• _Objective_
Reproduce the listing below line for line, without changing anything, and leave out the pictures.

Lines of data:
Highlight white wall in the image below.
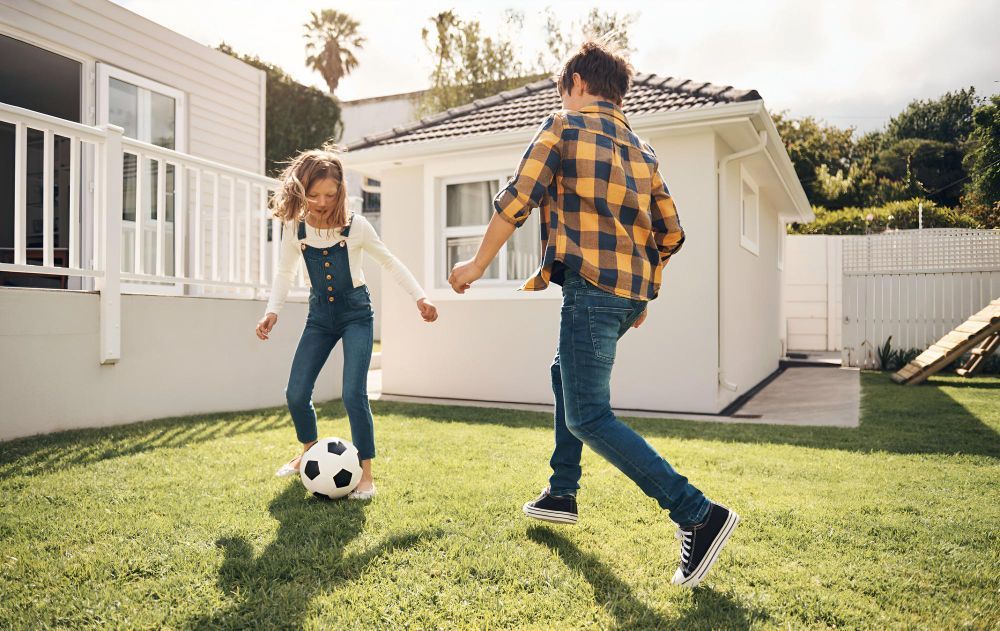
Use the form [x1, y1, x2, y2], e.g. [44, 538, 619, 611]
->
[340, 94, 417, 145]
[381, 132, 724, 412]
[716, 141, 782, 409]
[784, 234, 843, 351]
[0, 0, 266, 173]
[0, 289, 343, 439]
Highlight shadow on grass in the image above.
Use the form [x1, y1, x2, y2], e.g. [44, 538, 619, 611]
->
[185, 483, 440, 629]
[0, 408, 291, 478]
[528, 526, 768, 629]
[373, 376, 1000, 458]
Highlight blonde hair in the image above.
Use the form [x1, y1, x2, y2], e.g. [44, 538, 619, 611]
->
[271, 145, 347, 233]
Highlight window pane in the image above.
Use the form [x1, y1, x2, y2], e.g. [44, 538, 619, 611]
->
[507, 208, 542, 280]
[149, 92, 177, 149]
[445, 237, 500, 279]
[108, 79, 139, 138]
[445, 180, 496, 227]
[122, 153, 136, 221]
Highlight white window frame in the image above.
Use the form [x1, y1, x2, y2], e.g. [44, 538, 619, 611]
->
[739, 165, 760, 256]
[97, 62, 187, 153]
[434, 171, 541, 288]
[96, 62, 187, 296]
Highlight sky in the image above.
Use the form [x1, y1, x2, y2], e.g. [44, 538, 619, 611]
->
[114, 0, 1000, 131]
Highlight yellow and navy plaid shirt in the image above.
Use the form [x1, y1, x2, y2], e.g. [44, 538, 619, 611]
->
[493, 101, 684, 300]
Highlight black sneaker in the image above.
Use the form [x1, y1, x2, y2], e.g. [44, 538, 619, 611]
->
[524, 487, 577, 524]
[671, 502, 740, 587]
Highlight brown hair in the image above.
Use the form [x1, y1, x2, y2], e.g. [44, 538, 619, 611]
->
[555, 38, 634, 105]
[271, 145, 347, 228]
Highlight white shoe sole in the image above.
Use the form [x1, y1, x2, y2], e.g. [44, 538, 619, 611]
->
[670, 511, 740, 587]
[523, 504, 577, 525]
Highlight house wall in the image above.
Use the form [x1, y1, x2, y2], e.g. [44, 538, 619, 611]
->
[381, 132, 718, 412]
[716, 140, 788, 409]
[0, 0, 266, 173]
[0, 289, 343, 440]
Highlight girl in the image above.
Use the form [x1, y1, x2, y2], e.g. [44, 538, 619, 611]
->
[257, 149, 437, 499]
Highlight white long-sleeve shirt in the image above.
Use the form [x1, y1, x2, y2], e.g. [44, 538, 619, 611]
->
[265, 213, 427, 314]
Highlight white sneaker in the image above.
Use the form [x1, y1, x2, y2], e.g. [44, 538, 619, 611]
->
[347, 485, 376, 500]
[274, 456, 299, 478]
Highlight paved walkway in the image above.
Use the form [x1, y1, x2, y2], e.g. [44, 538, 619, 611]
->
[368, 368, 861, 427]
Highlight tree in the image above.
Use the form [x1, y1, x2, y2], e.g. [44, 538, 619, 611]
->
[538, 7, 638, 74]
[304, 9, 365, 93]
[875, 138, 965, 206]
[771, 112, 872, 208]
[219, 42, 343, 175]
[885, 87, 979, 144]
[420, 10, 539, 115]
[964, 94, 1000, 211]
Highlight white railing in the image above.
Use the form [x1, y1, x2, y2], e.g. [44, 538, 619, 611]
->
[841, 228, 1000, 368]
[0, 103, 305, 363]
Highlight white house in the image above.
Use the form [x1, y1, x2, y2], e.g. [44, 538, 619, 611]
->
[346, 75, 813, 413]
[340, 90, 426, 340]
[0, 0, 340, 439]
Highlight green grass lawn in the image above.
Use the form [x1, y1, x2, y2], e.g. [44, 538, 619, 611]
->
[0, 374, 1000, 629]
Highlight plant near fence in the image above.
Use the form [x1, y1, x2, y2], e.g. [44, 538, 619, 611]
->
[876, 335, 1000, 375]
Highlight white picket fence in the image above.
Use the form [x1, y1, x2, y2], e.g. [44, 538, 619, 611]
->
[0, 103, 305, 363]
[841, 228, 1000, 368]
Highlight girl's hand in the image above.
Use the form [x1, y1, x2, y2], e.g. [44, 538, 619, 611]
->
[256, 313, 278, 340]
[420, 298, 437, 322]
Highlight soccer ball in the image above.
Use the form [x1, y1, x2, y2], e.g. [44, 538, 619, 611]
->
[299, 437, 361, 500]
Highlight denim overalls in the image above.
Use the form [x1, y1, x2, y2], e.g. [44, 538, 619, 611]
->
[285, 216, 375, 460]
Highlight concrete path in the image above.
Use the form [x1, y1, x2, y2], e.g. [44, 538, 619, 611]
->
[736, 367, 861, 427]
[368, 368, 861, 427]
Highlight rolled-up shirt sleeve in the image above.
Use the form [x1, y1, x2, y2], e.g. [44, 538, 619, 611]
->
[493, 113, 563, 228]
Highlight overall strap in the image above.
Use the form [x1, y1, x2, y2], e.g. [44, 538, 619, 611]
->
[340, 213, 354, 239]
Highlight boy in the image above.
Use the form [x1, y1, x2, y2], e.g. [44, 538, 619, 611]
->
[449, 41, 739, 587]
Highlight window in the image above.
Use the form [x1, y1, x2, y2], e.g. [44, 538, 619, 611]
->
[740, 169, 760, 255]
[438, 177, 541, 285]
[361, 177, 382, 214]
[97, 63, 186, 288]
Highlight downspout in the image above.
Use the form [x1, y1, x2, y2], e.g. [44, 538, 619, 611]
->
[715, 127, 767, 392]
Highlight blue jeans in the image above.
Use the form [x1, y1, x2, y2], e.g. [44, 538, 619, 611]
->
[549, 271, 709, 526]
[285, 285, 375, 460]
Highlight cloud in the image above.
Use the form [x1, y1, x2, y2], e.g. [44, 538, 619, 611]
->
[118, 0, 1000, 129]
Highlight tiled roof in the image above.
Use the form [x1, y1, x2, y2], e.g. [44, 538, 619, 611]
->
[347, 74, 760, 150]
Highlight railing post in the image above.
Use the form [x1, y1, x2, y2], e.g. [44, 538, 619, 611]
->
[97, 125, 124, 364]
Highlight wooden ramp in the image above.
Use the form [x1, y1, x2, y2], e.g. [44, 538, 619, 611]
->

• _Answer_
Highlight white wall in the image below.
Use the form [x1, y1, x2, y2], e.g. [44, 538, 619, 611]
->
[340, 94, 417, 145]
[381, 132, 724, 412]
[716, 141, 782, 409]
[784, 234, 843, 351]
[0, 0, 266, 173]
[0, 289, 343, 439]
Highlight shadow on grass in the image above.
Use the form [x1, y1, x2, y2], e.g. [44, 538, 619, 611]
->
[185, 483, 440, 629]
[0, 408, 291, 478]
[528, 526, 768, 629]
[373, 376, 1000, 458]
Highlight blonde hair in the image above.
Use the form [x1, y1, x2, y2], e.g. [44, 538, 619, 611]
->
[271, 145, 347, 233]
Highlight window pane in the image above.
Use the form [x1, y1, x2, y2], e.g. [44, 538, 619, 611]
->
[507, 208, 542, 280]
[149, 92, 177, 149]
[445, 237, 500, 279]
[108, 79, 139, 138]
[445, 180, 496, 227]
[122, 153, 136, 221]
Highlight white window frame in the image above.
Use the form [x1, y1, x2, y2], e.g. [44, 538, 619, 611]
->
[739, 165, 760, 256]
[97, 62, 187, 153]
[434, 171, 541, 288]
[96, 62, 187, 296]
Highlight sky in the image above.
Use the form [x1, y1, x2, y2], e.g. [44, 538, 619, 611]
->
[114, 0, 1000, 131]
Highlight yellow and navy plaid shirt in the image above.
Use the form [x1, y1, x2, y2], e.g. [44, 538, 619, 611]
->
[493, 101, 684, 300]
Highlight black sneaker in the image above.
Use the form [x1, y1, x2, y2], e.g. [44, 538, 619, 611]
->
[524, 487, 577, 524]
[671, 502, 740, 587]
Highlight brown hair in the image above.
Use the form [x1, y1, x2, y2], e.g. [44, 538, 619, 611]
->
[555, 38, 634, 105]
[271, 145, 347, 228]
Highlight white shoe sole in the image above.
Use the form [x1, y1, x2, y2], e.g. [44, 538, 619, 611]
->
[670, 511, 740, 587]
[523, 504, 577, 525]
Highlight house wall in the image above.
Use the form [x1, y1, x2, y2], e.g. [44, 538, 619, 611]
->
[381, 132, 718, 412]
[716, 140, 788, 409]
[0, 0, 266, 173]
[0, 289, 343, 440]
Highlight girl in the image above.
Use the form [x1, y1, x2, y2], e.g. [44, 538, 619, 611]
->
[257, 149, 437, 499]
Highlight white long-sleeve shirt in the image above.
Use the form [x1, y1, x2, y2], e.g. [44, 538, 619, 611]
->
[265, 213, 427, 314]
Highlight white sneaker in the image above.
Use the form [x1, y1, x2, y2], e.g. [44, 538, 619, 611]
->
[347, 485, 376, 500]
[274, 456, 299, 478]
Highlight paved walkway in the image above.
Use the form [x1, y1, x2, y2], e.g. [44, 538, 619, 611]
->
[368, 368, 861, 427]
Highlight tree in the image above.
Use the form [x1, y1, x2, y2], e.g. [44, 538, 619, 611]
->
[538, 7, 638, 74]
[304, 9, 365, 93]
[875, 138, 965, 206]
[771, 112, 872, 208]
[219, 42, 343, 175]
[885, 87, 979, 144]
[420, 10, 539, 115]
[964, 94, 1000, 211]
Highlight white railing in the image above.
Use the form [x1, y1, x2, y2], e.g. [44, 538, 619, 611]
->
[841, 228, 1000, 368]
[0, 103, 305, 363]
Highlight white house in the image above.
Use the form [x1, y1, x2, y2], e.g. [44, 538, 619, 611]
->
[346, 75, 813, 413]
[340, 90, 426, 340]
[0, 0, 340, 439]
Highlight green grass lawn in the image above.
Use the form [x1, y1, x2, y2], e.g. [44, 538, 619, 611]
->
[0, 374, 1000, 629]
Highlight plant near fence in the image above.
Use the form [x1, y1, x2, y2], e.g. [44, 538, 619, 611]
->
[876, 335, 1000, 375]
Highlight white picket fence in the image above.
Use the form [x1, y1, x2, y2], e.g. [44, 538, 619, 611]
->
[0, 103, 305, 363]
[841, 228, 1000, 368]
Highlight girl's hand in the image above.
Use the form [x1, y1, x2, y2], e.g. [44, 538, 619, 611]
->
[256, 313, 278, 340]
[420, 298, 437, 322]
Highlight soccer ball in the image above.
Use the form [x1, y1, x2, y2], e.g. [44, 538, 619, 611]
->
[299, 437, 361, 500]
Highlight denim overalls in the image above.
Use the form [x1, y1, x2, y2], e.g. [44, 538, 619, 611]
->
[285, 216, 375, 460]
Highlight concrete path in the image above.
Use the form [x1, y1, x2, y2], e.g. [44, 538, 619, 611]
->
[736, 367, 861, 427]
[368, 368, 861, 427]
Highlight rolled-up shirt sleeve in the image above.
Use the form [x1, y1, x2, y2], e.g. [44, 538, 619, 611]
->
[493, 113, 563, 228]
Highlight overall strap in the image above.
Use the form [x1, y1, x2, y2], e.g. [44, 538, 619, 611]
->
[340, 213, 354, 239]
Highlight boy in the image above.
Use the form [x1, y1, x2, y2], e.g. [44, 538, 619, 611]
->
[449, 41, 739, 587]
Highlight window in the image above.
Use the form [x1, y1, x2, y2], e.g. [44, 538, 619, 611]
->
[740, 169, 760, 255]
[438, 177, 541, 285]
[361, 177, 382, 214]
[97, 63, 186, 288]
Highlight downspout in the image above.
Use the form [x1, y1, x2, y2], e.g. [44, 538, 619, 611]
->
[715, 127, 767, 392]
Highlight blue jeans in the image above.
Use the form [x1, y1, x2, y2], e.g. [44, 538, 619, 611]
->
[549, 271, 709, 526]
[285, 285, 375, 460]
Highlight cloud in the image above.
Use the form [x1, y1, x2, y2], e.g. [44, 538, 619, 611]
->
[118, 0, 1000, 129]
Highlight tiled roof in the image above.
Use the form [x1, y1, x2, y2], e.g. [44, 538, 619, 611]
->
[347, 74, 760, 150]
Highlight railing post in the image above.
Use the form [x1, y1, x2, y2], e.g. [44, 538, 619, 611]
->
[97, 125, 124, 364]
Highlight wooden ramp in the image above.
Use the form [x1, y1, x2, y2], e.g. [44, 538, 619, 611]
->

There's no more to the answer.